▶ Text passage
A saying or phrase should only be a few words, and not longer than one sentence. It’s also a great way of creating a personal brand as it often encourages potential clients to look you up online. “Where have I heard that before?” they’ll ask themselves.
(8) Write an e-book
Once you’ve set up your website, logo and stationery, and have had a blog going for several weeks, writing an e-book can also work to your benefit. It shows that you’re an expert in your field, as now you have an entire book about your special topic.
You’ll have to decide whether to give away your e-book, or charge a fee for it. If it’s free, it can be used as a personal branding tool too. If you charge for it, it may be difficult to get that sale unless you offer value.
Is your brand consistent? Ensure you’re not using a different logo on your stationery than your website, or your business cards. You’ll also want to ensure you use the same fonts across all products, from signage, to logo, to stationery. This is also why it’s important to have only one designer create everything for you, or at least to have your logo designer work with stationery supplier, so that your expectations are met.
This is also applicable to when you do your social media posts, or add a photograph to a brochure. Does it all align with your main message? Remember that your message is your purpose for being in business, and should conform to your slogan.
(10) Does it rely on emotions?
A consumer wants to work with an individual, but it begins with emotions. There is emotion when they see you advertising on social media, or they have come across your great blog or website. If they’re enthusiastic, they’ll sign up for your mailing list, or order your products or services.
There is emotion when they see a cute product on Facebook and rush to put it into their shopping cart. There is emotion involved when they have a health issue and are reading blogs to find a way to feel better.
Often, emotions aren’t rational either. It’s possible that you can tie into this. You can play into the emotions of your consumers so that their inner voice will acknowledge your personal brand is better and that they must have it now!
(11) Don’t neglect social media
Social media is one of the best ways to do free advertising. You can also collect together a list of followers, and sell your personal brand to them directly.
Social media is also a way that you can connect directly to potential customers or clients. People will be more likely to buy your product or service when they know that there’s a real person behind that item.
You’ll want to ensure that you flesh out your social media profiles, and make them consistent. Add your contact information to your accounts so people can find you: website, email address, toll free number.
Is your brand flexible? This means, can you make minute adjustments to it over the next few years of time? It can be expensive working on your personal brand. You’ll need to hire a graphic designer to create a logo, and buy promotional materials and ads. If you haven’t quite hit your brand on the head, it’s important to know that you can adjust it slightly.

▶ Provided material
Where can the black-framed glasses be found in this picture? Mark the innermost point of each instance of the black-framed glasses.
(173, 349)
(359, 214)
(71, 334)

---

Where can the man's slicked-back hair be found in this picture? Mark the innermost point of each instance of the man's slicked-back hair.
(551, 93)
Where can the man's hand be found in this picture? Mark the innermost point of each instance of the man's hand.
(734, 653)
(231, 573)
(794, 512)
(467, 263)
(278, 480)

▶ Parts of the exercise
A - According to the personal branding article, what contact details should be added to social media accounts?
B - Carry the personal branding article forward, picking up right after its last sentence.
The listing comes from a separate source.

▶ Responses to the tasks
A - Your website, email address, and toll free number.

B -
It can be a fine art achieving consistency and flexibility in a brand. But consider the brand Coca-Cola. They have made flexible changes with their brand, yet still retain that original image. Be like that.
(13) Learn the elements of personal branding examples
By now you likely understand that you need a logo, stationery, and a slogan for your business. But you may be puzzled what else you need to do to create your brand. Branding might also include your social media accounts, a book, an e-book, and a sign-up form for a mailing list. It can also include marketing materials, such as flyers, brochures, and leaflets.
Related Post: How to select a theme for your brand package
(14) Don’t go it alone
Be sure to interrogate your designers, as they are the ones with the experience in this field. They understand what it takes for a successful personal branded design. You may be stuck on the bright yellow sun, but they may know that five of your competitors are using that same image. Let them try a few different renditions, rather than simply finding someone to do exactly what you want. They’ll be able to have their input, and you just may learn something in the process.
(15) Test your brand
A competent graphic designer will keep you in the loop are your brand takes shape. Take the opportunity to test out some of their designs. You can set them up on Word and print them out.
Show your dummy stationery to your friends and colleagues. Ask them for feedback. Does this brand best represent you, or does it remind them of someone else? Are they able to discern what it is your do?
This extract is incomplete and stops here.